>>>>
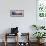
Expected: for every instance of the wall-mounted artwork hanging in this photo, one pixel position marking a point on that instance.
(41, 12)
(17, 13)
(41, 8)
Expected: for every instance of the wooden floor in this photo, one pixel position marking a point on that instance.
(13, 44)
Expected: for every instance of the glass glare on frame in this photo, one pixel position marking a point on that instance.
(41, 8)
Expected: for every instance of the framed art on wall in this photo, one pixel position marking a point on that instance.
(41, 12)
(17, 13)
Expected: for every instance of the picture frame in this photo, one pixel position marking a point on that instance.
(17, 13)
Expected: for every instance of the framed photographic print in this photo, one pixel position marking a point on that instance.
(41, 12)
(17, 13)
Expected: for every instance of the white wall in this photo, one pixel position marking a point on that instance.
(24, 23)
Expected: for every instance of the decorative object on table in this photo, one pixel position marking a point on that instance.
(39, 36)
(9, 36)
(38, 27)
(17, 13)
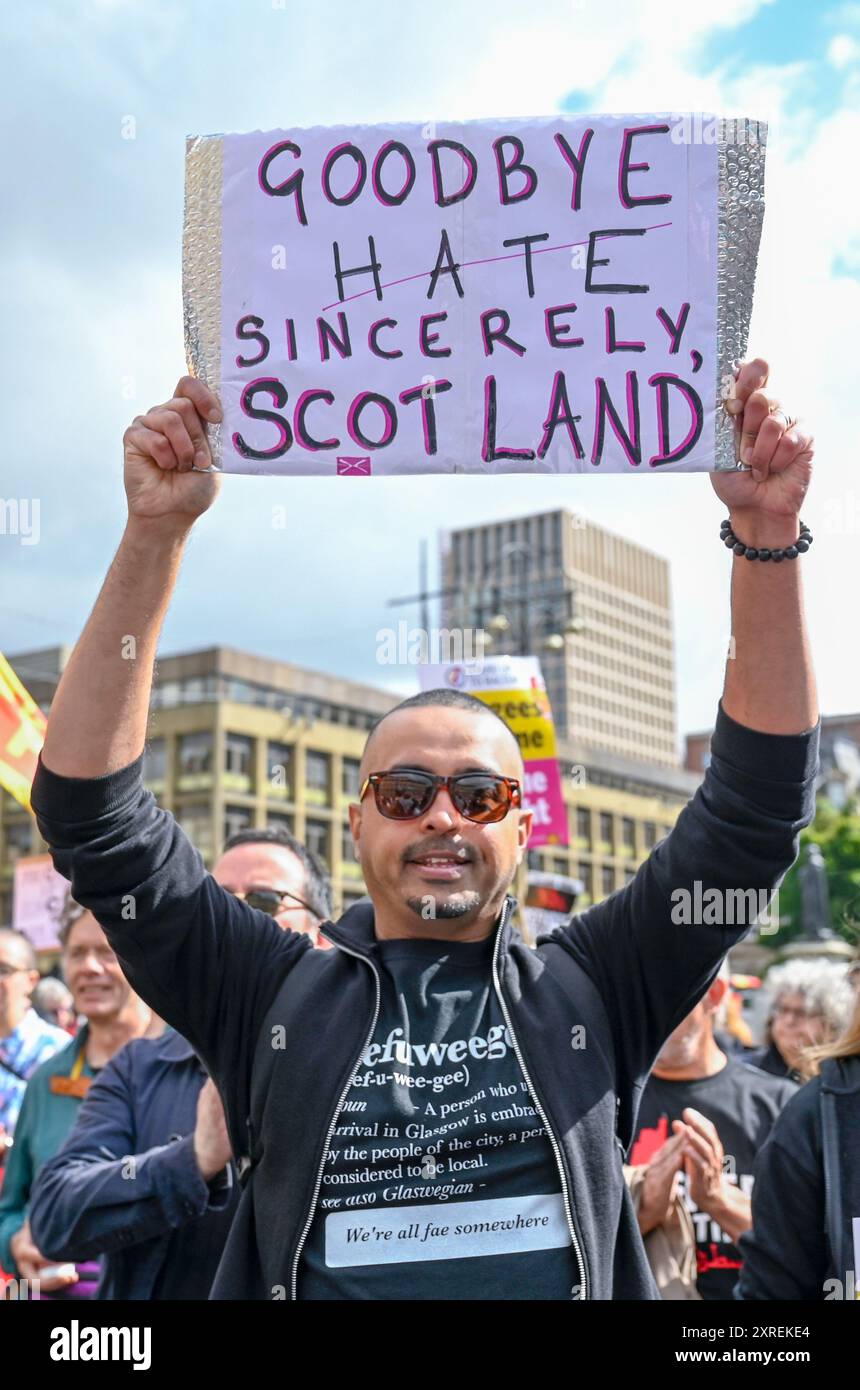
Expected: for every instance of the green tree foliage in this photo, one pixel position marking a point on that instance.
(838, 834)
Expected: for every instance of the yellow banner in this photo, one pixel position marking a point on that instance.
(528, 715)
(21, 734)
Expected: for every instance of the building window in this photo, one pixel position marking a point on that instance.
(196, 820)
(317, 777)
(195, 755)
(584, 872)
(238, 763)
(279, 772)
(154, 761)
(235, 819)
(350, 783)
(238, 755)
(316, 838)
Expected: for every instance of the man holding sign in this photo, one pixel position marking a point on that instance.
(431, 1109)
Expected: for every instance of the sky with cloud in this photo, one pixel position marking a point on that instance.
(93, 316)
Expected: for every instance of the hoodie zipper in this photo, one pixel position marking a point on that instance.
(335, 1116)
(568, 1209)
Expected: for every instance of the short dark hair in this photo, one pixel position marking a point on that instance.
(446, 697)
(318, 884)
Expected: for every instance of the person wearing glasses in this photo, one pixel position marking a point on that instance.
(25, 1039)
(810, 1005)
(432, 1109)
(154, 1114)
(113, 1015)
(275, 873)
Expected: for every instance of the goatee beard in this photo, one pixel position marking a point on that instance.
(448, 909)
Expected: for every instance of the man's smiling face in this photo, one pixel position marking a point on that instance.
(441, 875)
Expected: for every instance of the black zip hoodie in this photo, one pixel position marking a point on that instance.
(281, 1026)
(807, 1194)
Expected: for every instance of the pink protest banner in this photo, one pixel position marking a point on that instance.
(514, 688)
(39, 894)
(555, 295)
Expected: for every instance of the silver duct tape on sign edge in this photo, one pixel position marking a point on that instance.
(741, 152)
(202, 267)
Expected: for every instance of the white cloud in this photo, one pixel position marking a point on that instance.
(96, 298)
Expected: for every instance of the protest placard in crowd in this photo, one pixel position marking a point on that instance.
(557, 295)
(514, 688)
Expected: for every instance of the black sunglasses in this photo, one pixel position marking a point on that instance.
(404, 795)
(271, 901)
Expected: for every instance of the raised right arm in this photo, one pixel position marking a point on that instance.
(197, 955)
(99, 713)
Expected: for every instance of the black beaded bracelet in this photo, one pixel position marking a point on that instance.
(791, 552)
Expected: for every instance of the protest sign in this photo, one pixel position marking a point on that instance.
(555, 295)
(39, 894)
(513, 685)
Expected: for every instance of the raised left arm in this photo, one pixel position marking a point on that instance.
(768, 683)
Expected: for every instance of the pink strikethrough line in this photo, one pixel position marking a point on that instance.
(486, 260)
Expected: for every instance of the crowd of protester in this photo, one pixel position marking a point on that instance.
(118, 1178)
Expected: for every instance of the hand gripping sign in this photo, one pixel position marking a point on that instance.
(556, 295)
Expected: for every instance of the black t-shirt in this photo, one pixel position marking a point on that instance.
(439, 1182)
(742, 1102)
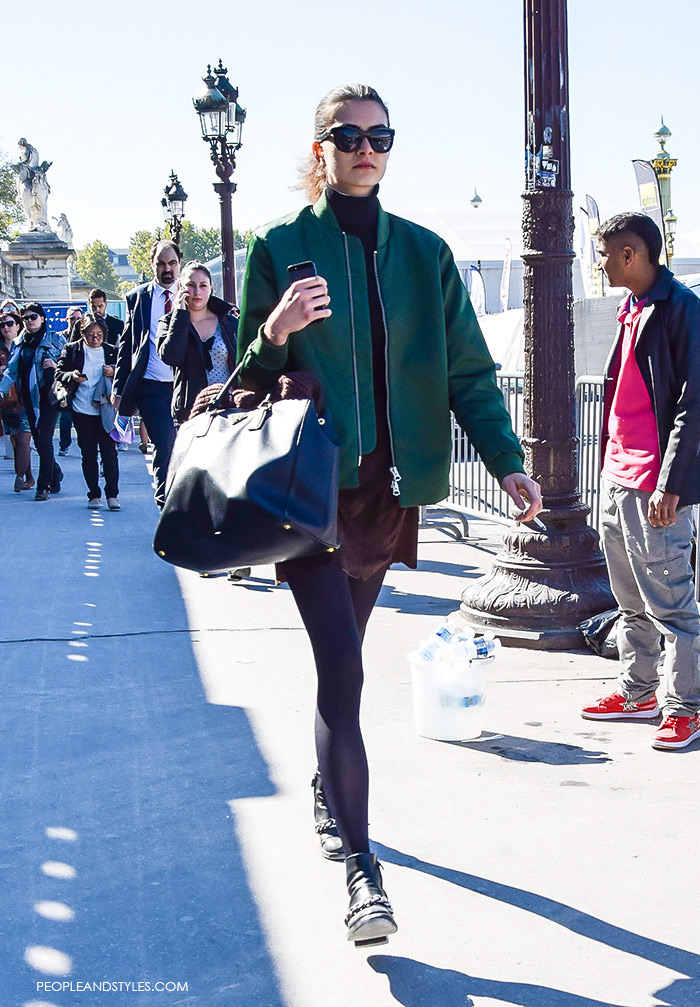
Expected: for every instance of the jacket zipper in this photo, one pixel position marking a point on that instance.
<<<<
>>>>
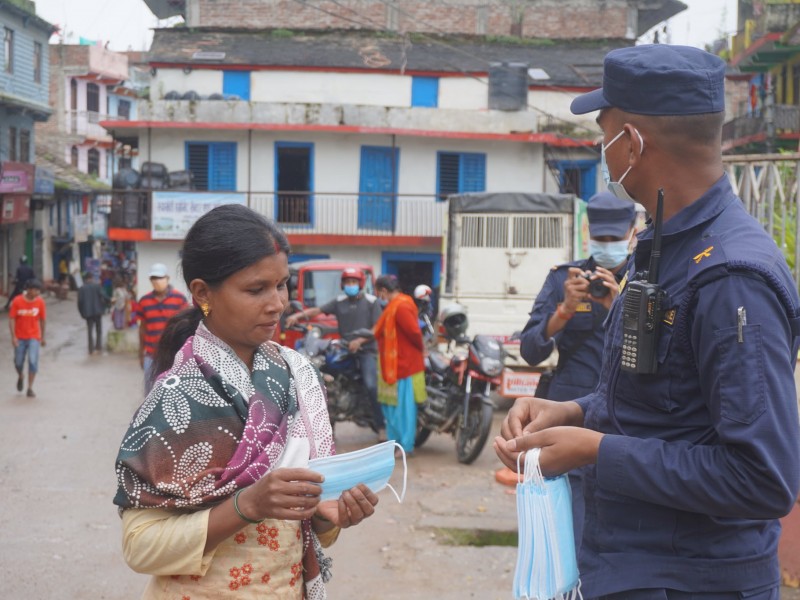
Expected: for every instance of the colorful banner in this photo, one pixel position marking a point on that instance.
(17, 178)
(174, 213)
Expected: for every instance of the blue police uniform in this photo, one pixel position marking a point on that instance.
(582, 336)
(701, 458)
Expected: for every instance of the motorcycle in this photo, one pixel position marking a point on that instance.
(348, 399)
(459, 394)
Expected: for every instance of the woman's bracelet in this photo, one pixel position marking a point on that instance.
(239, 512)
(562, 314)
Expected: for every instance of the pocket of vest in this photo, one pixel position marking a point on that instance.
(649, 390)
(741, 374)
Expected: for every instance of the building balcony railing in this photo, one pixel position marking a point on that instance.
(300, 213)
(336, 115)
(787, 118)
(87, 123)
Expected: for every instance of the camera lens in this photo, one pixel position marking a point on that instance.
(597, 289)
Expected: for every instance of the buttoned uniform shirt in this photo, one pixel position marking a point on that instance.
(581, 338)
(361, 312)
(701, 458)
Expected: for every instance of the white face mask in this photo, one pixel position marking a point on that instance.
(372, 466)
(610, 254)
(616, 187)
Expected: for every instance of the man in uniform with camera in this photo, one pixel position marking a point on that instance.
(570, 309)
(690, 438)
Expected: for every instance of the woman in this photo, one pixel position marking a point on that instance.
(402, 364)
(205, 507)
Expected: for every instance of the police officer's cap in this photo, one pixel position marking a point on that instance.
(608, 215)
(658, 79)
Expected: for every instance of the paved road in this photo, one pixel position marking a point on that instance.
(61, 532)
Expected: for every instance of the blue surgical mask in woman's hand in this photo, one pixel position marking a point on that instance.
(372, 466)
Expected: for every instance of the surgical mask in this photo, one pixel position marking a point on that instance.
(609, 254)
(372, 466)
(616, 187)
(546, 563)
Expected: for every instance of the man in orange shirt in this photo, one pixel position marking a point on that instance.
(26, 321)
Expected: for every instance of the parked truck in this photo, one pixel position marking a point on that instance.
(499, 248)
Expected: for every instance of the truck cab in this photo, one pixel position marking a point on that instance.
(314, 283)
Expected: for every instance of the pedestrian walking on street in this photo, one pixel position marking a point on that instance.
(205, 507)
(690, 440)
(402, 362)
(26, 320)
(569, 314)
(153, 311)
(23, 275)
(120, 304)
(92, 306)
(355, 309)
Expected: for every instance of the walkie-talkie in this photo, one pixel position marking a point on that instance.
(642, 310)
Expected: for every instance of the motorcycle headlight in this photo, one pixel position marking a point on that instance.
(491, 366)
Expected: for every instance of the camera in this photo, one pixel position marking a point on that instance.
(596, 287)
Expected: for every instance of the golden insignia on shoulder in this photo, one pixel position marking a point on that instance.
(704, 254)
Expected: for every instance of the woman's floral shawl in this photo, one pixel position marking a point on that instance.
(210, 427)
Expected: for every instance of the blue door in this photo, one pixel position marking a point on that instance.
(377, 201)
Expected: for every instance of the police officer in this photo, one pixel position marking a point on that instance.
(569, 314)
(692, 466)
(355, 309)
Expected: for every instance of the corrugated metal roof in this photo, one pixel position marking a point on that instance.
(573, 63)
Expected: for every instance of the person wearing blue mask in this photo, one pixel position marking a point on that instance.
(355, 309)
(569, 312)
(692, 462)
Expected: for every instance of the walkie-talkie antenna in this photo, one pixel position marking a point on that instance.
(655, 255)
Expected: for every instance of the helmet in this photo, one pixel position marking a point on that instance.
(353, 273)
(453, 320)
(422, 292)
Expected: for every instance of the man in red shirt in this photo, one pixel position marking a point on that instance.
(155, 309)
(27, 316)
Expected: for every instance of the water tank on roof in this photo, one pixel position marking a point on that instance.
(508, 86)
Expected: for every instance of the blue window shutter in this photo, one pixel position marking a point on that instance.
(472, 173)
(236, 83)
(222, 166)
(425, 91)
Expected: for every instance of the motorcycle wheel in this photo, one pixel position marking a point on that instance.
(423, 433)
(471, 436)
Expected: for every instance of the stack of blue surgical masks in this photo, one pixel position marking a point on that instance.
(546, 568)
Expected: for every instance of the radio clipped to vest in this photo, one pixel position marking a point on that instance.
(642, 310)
<<<<
Using the data above, transcribe exactly the lines between those containing "Expected: for every instance of the black beaded" and "Expected: for every instance of the jacket", inclusive, and leave every picture behind.

Answer for the task:
Expected: for every instance of the black beaded bracelet in this photo, one pixel position marking a point on that instance.
(791, 552)
Expected: for every instance of the protest sign in this photo, one pixel position marking a point on that instance.
(555, 295)
(39, 894)
(513, 685)
Expected: for every instance of the raised left arm in this photo, one pixel position marking a point on that instance.
(768, 683)
Expected: for every instance of the pink strikethrough line in this photo, one pixel position marking a point on that instance.
(486, 260)
Expected: for every instance of the crowd of protester in this photo, one pixel position marking a point on that instance.
(118, 1178)
Expected: for every instance of the hand gripping sign in this photo, one pixel position marking a point on that instance.
(556, 295)
Expected: for every instance of the black t-shirt in this photo, one pixel position marking a point on that instance.
(439, 1182)
(742, 1102)
Expected: for every instance of the jacket zipper in this photo, one pixel position marking a point on that instance.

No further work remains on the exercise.